Rows from a dataset:

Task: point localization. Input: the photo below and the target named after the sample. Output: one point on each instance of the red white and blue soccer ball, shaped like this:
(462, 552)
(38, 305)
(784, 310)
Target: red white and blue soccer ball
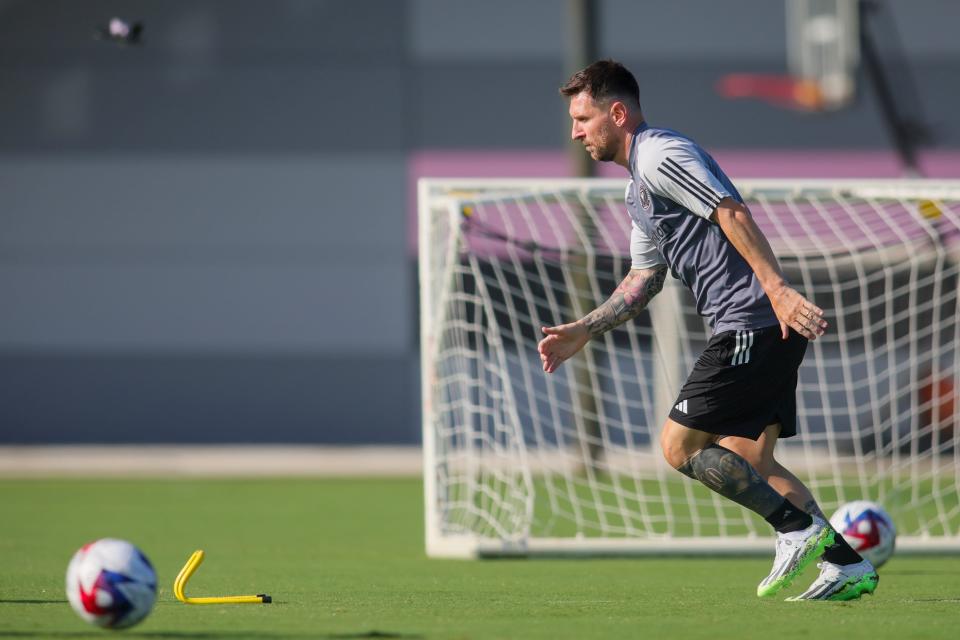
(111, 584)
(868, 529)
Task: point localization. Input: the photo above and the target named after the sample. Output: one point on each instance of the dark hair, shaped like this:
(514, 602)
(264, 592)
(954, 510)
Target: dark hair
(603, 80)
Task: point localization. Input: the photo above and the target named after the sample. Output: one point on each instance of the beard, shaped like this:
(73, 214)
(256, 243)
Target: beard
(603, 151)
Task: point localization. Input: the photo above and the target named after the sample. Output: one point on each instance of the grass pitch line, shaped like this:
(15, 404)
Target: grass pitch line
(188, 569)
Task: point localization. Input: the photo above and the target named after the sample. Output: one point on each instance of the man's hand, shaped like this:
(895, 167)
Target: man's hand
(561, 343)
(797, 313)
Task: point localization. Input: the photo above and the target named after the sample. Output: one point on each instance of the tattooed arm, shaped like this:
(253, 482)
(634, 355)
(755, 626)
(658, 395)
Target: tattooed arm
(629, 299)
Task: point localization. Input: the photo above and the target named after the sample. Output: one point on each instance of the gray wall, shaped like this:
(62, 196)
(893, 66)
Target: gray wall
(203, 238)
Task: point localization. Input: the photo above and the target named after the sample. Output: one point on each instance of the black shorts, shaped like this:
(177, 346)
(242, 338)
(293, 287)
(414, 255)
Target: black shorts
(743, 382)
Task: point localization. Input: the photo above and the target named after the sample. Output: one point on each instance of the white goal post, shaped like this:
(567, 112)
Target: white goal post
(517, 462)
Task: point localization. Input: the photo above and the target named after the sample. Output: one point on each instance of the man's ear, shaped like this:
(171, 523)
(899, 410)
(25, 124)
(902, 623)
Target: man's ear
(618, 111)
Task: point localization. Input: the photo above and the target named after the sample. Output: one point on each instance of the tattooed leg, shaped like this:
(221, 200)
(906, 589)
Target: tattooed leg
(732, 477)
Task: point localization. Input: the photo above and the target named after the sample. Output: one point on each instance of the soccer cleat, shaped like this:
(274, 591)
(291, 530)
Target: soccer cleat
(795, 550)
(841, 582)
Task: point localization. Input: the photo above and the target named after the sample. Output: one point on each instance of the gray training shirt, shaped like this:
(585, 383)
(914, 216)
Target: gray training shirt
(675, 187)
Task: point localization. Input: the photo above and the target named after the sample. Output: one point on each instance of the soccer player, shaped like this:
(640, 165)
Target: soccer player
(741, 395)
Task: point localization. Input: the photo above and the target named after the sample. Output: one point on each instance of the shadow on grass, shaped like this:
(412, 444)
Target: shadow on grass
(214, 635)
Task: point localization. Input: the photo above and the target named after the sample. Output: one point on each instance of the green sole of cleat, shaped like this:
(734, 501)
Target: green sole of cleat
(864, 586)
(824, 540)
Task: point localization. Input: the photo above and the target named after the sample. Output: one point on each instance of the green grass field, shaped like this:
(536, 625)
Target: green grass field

▶ _Task statement_:
Put every line of the entries above into a JSON list of strings, one string per line, skipping blank lines and leaving the pictures out.

▶ _Complete output_:
[
  "Task: point localization. Input: the photo below and the target named after the sample. Output: one point on each instance of the red white and blue soccer ball, shaped like this:",
  "(462, 552)",
  "(38, 305)",
  "(784, 310)",
  "Target: red white and blue soccer ball",
  "(111, 584)",
  "(868, 529)",
  "Task: point localization. Input: the photo above and the target named after the sample. Output: one point on each instance of the dark hair, shaped like this:",
  "(514, 602)",
  "(264, 592)",
  "(954, 510)",
  "Target: dark hair",
  "(603, 80)",
  "Task: point localization. Input: the photo above and the target named after the sample. Output: one point on each instance of the beard, shaped like this:",
  "(73, 214)",
  "(256, 243)",
  "Target: beard",
  "(603, 151)",
  "Task: point localization. Input: the photo above and the target named after the sample. Output: one point on each instance of the grass pitch line, shaped like this:",
  "(15, 404)",
  "Target: grass pitch line",
  "(188, 569)",
  "Task: point localization. Input: the photo above and the target named after the sample. Output: one point on each instance of the man's hand, shaped like this:",
  "(895, 167)",
  "Target: man's hand",
  "(561, 343)",
  "(797, 313)",
  "Task: point localization. Input: the photo above and the target named after the sample. Output: one point on each instance of the tattooed arm, shaped like this:",
  "(253, 482)",
  "(634, 355)",
  "(755, 626)",
  "(658, 395)",
  "Target: tattooed arm",
  "(629, 299)",
  "Task: point localization. Input: the photo above and the target named after the sample. Output: one point on each instance of the gray wall, shaped like this:",
  "(62, 196)",
  "(893, 66)",
  "Target: gray wall",
  "(203, 238)",
  "Task: point localization. Input: the photo above and the target named after the sample. Output: one point on each instance of the black shorts, shaped like this:",
  "(177, 346)",
  "(242, 338)",
  "(293, 287)",
  "(414, 255)",
  "Target: black shorts",
  "(743, 382)",
  "Task: point localization. Input: the photo above and the target named after the sample. Output: one point on each instance of the white goal post, shaped like this:",
  "(567, 112)",
  "Target: white goal post",
  "(517, 462)",
  "Task: point localization. Input: the photo above and the target named after the sample. Output: one point on each instance of the man's ear, shaped like this:",
  "(171, 523)",
  "(899, 410)",
  "(25, 124)",
  "(902, 623)",
  "Target: man's ear",
  "(618, 111)",
  "Task: point localization. Input: the photo above and the target named after the sample. Output: one point on each instance of the tattooed leg, shaped like this:",
  "(221, 200)",
  "(906, 589)",
  "Target: tattooed leg",
  "(732, 477)",
  "Task: point localization. Input: the photo above and the target named after the sample. Output: one point on each instance of the soccer cleat, shaped like this:",
  "(274, 591)",
  "(291, 530)",
  "Target: soccer cleat",
  "(795, 550)",
  "(841, 582)",
  "Task: point localization. Input: the photo above and the target named after the sample. Output: one point on each instance of the gray training shirt, shaped like this:",
  "(585, 383)",
  "(914, 216)",
  "Target: gray training shirt",
  "(675, 187)",
  "Task: point localization. Input: the photo above and the target named after the sample. Output: one point on each instance of the soccer player, shaped like this:",
  "(640, 165)",
  "Target: soccer player",
  "(741, 395)",
  "Task: point localization. Input: the photo above and the target named after the sample. Output: one point on each instance of the shadow on grass, shaped like this:",
  "(412, 444)",
  "Target: shadow on grass",
  "(214, 635)",
  "Task: point localization. Input: the photo above and the target named after the sample. Output: one point on each instance of the green sole of cleat, shaped like this:",
  "(734, 501)",
  "Target: green sole of cleat",
  "(864, 586)",
  "(824, 540)",
  "Task: point localization. Input: the photo above and the target named after the sample. Output: one point on each instance of the green grass field, shaped like this:",
  "(536, 625)",
  "Target: green grass field"
]